:: INSTRUCTIONS TO FOLLOW ::
List each line in the material below that contains the word "silver", copying those lines in full.

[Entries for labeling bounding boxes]
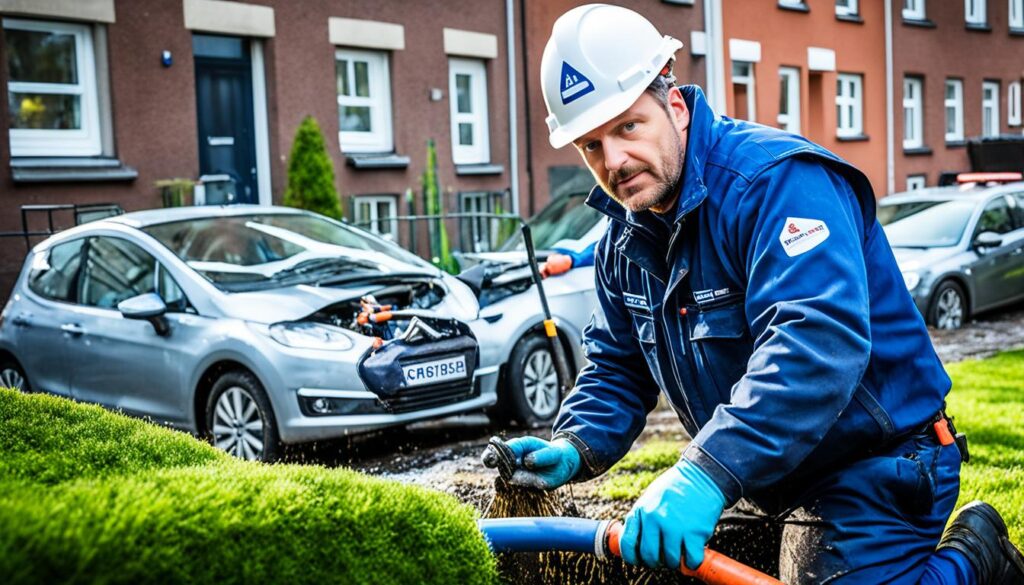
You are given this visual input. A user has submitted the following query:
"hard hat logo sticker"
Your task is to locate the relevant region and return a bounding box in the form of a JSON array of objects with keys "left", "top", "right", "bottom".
[{"left": 561, "top": 61, "right": 594, "bottom": 106}]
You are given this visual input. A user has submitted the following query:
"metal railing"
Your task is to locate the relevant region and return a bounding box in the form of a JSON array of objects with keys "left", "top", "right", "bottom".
[{"left": 0, "top": 203, "right": 125, "bottom": 250}]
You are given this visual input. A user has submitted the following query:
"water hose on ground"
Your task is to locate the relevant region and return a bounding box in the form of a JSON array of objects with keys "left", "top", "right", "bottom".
[{"left": 477, "top": 517, "right": 782, "bottom": 585}]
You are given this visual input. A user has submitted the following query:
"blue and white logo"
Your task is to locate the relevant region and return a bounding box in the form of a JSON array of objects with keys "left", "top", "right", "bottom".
[
  {"left": 561, "top": 61, "right": 594, "bottom": 106},
  {"left": 623, "top": 293, "right": 650, "bottom": 310}
]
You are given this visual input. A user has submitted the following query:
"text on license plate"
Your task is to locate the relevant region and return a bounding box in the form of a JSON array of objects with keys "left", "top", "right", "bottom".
[{"left": 401, "top": 356, "right": 466, "bottom": 386}]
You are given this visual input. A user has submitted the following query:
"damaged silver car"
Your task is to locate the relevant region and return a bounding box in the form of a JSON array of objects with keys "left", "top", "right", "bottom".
[{"left": 0, "top": 206, "right": 498, "bottom": 461}]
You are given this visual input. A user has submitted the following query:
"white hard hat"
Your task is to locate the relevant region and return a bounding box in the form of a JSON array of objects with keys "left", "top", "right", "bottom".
[{"left": 541, "top": 4, "right": 683, "bottom": 149}]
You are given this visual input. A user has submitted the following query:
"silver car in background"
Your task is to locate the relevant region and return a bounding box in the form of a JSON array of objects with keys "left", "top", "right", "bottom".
[
  {"left": 0, "top": 206, "right": 497, "bottom": 460},
  {"left": 879, "top": 174, "right": 1024, "bottom": 329},
  {"left": 465, "top": 192, "right": 607, "bottom": 426}
]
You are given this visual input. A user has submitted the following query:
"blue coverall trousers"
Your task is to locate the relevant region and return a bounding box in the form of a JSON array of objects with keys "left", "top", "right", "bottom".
[{"left": 709, "top": 432, "right": 961, "bottom": 585}]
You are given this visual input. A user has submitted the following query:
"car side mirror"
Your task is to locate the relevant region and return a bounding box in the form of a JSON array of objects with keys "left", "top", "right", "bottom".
[
  {"left": 973, "top": 232, "right": 1002, "bottom": 252},
  {"left": 118, "top": 293, "right": 171, "bottom": 337}
]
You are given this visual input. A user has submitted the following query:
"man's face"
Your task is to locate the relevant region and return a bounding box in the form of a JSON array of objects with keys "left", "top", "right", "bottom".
[{"left": 572, "top": 88, "right": 690, "bottom": 212}]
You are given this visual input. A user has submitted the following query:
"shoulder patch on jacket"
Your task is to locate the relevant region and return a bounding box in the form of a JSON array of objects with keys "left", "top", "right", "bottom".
[{"left": 778, "top": 217, "right": 828, "bottom": 258}]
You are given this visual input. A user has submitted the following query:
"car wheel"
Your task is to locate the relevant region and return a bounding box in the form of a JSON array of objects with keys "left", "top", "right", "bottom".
[
  {"left": 502, "top": 335, "right": 561, "bottom": 426},
  {"left": 206, "top": 371, "right": 282, "bottom": 462},
  {"left": 0, "top": 360, "right": 32, "bottom": 392},
  {"left": 928, "top": 281, "right": 968, "bottom": 329}
]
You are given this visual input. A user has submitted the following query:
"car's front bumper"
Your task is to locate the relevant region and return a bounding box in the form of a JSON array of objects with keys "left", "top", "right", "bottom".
[{"left": 278, "top": 368, "right": 498, "bottom": 443}]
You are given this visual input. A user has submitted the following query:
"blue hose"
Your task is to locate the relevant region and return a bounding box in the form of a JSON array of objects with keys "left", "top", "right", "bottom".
[{"left": 477, "top": 517, "right": 608, "bottom": 555}]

:: RESPONSE TO THE EXERCISE ::
"damaged silver car"
"silver car in background"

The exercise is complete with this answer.